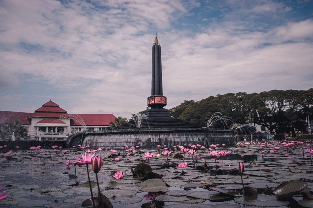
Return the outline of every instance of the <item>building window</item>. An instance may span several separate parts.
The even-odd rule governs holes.
[[[55,127],[53,127],[53,126],[48,126],[48,132],[55,132]]]
[[[76,132],[80,132],[81,131],[80,127],[78,127],[77,128],[75,128],[75,127],[72,128],[72,131],[73,132],[74,131],[76,131]]]
[[[63,132],[64,132],[64,127],[57,127],[57,132],[60,132],[61,131],[63,131]]]
[[[43,132],[45,132],[46,129],[46,126],[39,126],[38,127],[38,131],[42,131]]]

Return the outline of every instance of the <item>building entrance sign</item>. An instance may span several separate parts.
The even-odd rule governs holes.
[[[59,135],[58,133],[56,133],[55,132],[44,132],[45,135]]]

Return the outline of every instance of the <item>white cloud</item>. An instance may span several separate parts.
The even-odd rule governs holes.
[[[250,7],[252,12],[240,2],[228,2],[236,9],[224,15],[224,21],[206,21],[211,24],[192,31],[171,28],[173,21],[199,6],[189,1],[66,5],[3,1],[0,49],[1,44],[9,47],[0,50],[0,87],[16,86],[17,75],[26,73],[32,76],[28,82],[40,80],[68,89],[60,95],[68,103],[61,107],[69,113],[129,117],[130,112],[144,110],[150,95],[151,47],[156,30],[168,108],[184,100],[229,92],[311,87],[304,77],[312,74],[312,20],[251,30],[235,14],[288,9],[282,3],[262,2]],[[30,92],[25,97],[33,96]]]

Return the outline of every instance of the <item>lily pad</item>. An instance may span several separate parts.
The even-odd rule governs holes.
[[[275,207],[287,206],[290,203],[288,201],[280,201],[274,196],[259,195],[243,196],[235,199],[235,202],[245,206]]]
[[[273,191],[278,199],[286,198],[300,193],[308,185],[303,181],[292,180],[283,183]]]
[[[158,196],[155,198],[155,199],[157,201],[181,201],[192,199],[193,198],[192,197],[188,197],[186,196],[174,196],[163,194]]]

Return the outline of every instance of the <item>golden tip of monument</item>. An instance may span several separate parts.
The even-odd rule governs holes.
[[[154,43],[156,45],[157,45],[159,44],[159,41],[157,40],[157,37],[156,37],[156,39],[154,39]]]

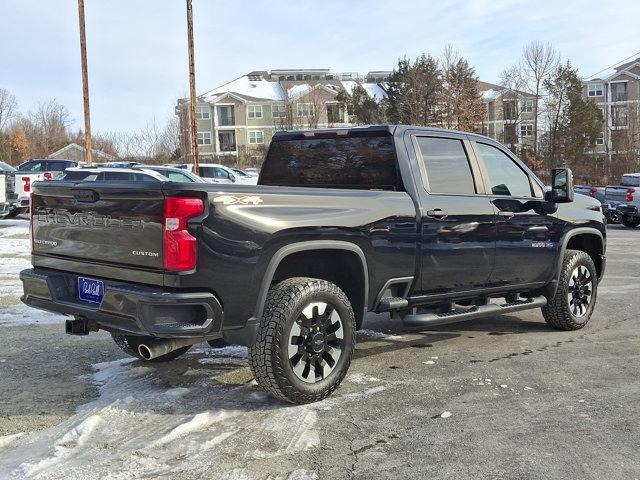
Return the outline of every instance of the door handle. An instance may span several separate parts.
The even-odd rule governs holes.
[[[503,211],[499,211],[498,215],[500,215],[503,218],[509,219],[512,218],[515,214],[513,212],[503,212]]]
[[[434,210],[427,210],[427,217],[441,219],[448,215],[447,212],[440,208],[436,208]]]
[[[371,234],[371,235],[383,234],[383,233],[389,233],[389,232],[391,232],[391,228],[389,228],[388,225],[386,225],[384,227],[371,227],[369,229],[369,234]]]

────────────────────

## Task statement
Copy all of the data above word for word, omitting the pictures.

## Written reply
Return the outline of every instance of the <item>building window</item>. An instance may span several separate parts.
The even-odd rule governs holes.
[[[55,127],[53,127],[53,126],[48,126],[48,132],[55,132]]]
[[[76,132],[80,132],[81,131],[80,127],[78,127],[77,128],[75,128],[75,127],[72,128],[72,131],[73,132],[74,131],[76,131]]]
[[[63,132],[64,132],[64,127],[57,127],[57,132],[60,132],[61,131],[63,131]]]
[[[43,132],[45,132],[46,129],[46,126],[39,126],[38,127],[38,131],[42,131]]]

Return the outline of every instance of the <item>building entrance sign</item>. An instance may span several separate parts.
The even-odd rule governs holes.
[[[59,135],[58,133],[56,133],[55,132],[44,132],[45,135]]]

Return the outline of every instance of the <item>white cloud</item>. An instance may span several separate parts.
The even-odd rule governs holes.
[[[250,7],[252,12],[240,2],[228,2],[236,9],[224,15],[224,21],[206,21],[211,24],[192,31],[171,28],[173,21],[199,6],[189,1],[66,5],[3,1],[0,49],[1,44],[9,47],[0,50],[0,87],[16,86],[17,75],[26,73],[32,76],[28,82],[40,80],[68,89],[60,95],[68,103],[61,107],[69,113],[129,117],[130,112],[144,110],[150,95],[151,47],[156,30],[168,108],[184,100],[229,92],[311,87],[304,77],[312,74],[312,20],[251,30],[235,14],[288,9],[282,3],[262,2]],[[30,92],[25,97],[33,96]]]

Return the outline of every instance of the <item>lily pad</item>. An instance may span several separate parts.
The even-odd rule governs holes.
[[[275,207],[287,206],[290,203],[288,201],[280,201],[274,196],[259,195],[243,196],[235,199],[235,202],[245,206]]]
[[[273,191],[278,199],[286,198],[300,193],[308,185],[303,181],[292,180],[283,183]]]
[[[158,196],[155,198],[155,199],[157,201],[181,201],[192,199],[193,198],[192,197],[188,197],[186,196],[174,196],[163,194]]]

Return the outline of every instance of the <item>golden tip of monument</item>. An instance may span several separate parts.
The even-odd rule governs holes.
[[[154,43],[156,45],[157,45],[159,44],[159,41],[157,40],[157,37],[156,37],[156,39],[154,39]]]

Return the outline of every instance of the door handle. An instance may span several separate parts.
The even-odd rule governs holes.
[[[503,211],[499,211],[498,215],[500,215],[503,218],[509,219],[512,218],[515,214],[513,212],[503,212]]]
[[[434,210],[427,210],[427,217],[441,219],[448,215],[447,212],[440,208],[436,208]]]
[[[371,234],[371,235],[383,234],[383,233],[389,233],[389,232],[391,232],[391,228],[389,228],[388,225],[386,225],[384,227],[371,227],[369,229],[369,234]]]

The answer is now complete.